**Your instructions**
Find every line below where the word "detection" occurs. Then say how many there are, giving only the number.

======== Records for the task

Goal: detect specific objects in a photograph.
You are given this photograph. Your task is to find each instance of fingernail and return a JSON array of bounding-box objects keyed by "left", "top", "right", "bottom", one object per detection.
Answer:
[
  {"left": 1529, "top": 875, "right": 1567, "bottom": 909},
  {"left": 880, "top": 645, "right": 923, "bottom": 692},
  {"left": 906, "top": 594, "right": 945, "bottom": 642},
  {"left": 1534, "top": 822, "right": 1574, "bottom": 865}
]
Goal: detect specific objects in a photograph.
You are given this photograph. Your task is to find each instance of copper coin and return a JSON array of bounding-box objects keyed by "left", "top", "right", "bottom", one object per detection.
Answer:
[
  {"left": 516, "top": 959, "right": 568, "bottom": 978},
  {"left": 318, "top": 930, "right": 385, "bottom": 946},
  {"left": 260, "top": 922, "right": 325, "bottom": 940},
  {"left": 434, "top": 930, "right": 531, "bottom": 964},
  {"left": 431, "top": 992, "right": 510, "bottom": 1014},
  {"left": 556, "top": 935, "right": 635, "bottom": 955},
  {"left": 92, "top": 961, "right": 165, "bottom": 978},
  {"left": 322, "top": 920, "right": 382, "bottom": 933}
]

================

**Exercise answer**
2